What you need to do: How many lines in the entries below contain the string "building"? Reply with only the number.

Provided entries:

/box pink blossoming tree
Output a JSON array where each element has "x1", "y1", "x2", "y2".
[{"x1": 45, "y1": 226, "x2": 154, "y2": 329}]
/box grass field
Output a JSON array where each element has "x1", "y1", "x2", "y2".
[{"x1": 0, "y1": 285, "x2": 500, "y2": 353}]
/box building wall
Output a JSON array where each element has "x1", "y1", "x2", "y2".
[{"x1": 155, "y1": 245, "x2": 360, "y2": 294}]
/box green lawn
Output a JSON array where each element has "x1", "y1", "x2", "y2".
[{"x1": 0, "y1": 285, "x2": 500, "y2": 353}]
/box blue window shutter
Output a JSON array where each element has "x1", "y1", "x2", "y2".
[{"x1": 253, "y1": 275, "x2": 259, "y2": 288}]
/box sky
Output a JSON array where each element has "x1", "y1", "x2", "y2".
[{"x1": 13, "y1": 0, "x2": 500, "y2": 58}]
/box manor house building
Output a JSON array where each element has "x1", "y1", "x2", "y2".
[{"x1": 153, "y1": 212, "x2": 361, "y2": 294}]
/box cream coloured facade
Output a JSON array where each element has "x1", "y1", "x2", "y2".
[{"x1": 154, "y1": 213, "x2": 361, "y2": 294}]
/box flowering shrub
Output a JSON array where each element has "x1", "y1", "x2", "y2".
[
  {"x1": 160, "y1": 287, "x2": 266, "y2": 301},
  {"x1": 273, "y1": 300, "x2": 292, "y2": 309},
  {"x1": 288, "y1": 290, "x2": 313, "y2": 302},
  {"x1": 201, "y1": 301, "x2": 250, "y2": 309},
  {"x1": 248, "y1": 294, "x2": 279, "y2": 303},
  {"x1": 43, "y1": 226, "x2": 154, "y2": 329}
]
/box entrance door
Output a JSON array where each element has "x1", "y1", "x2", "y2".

Exercise answer: 2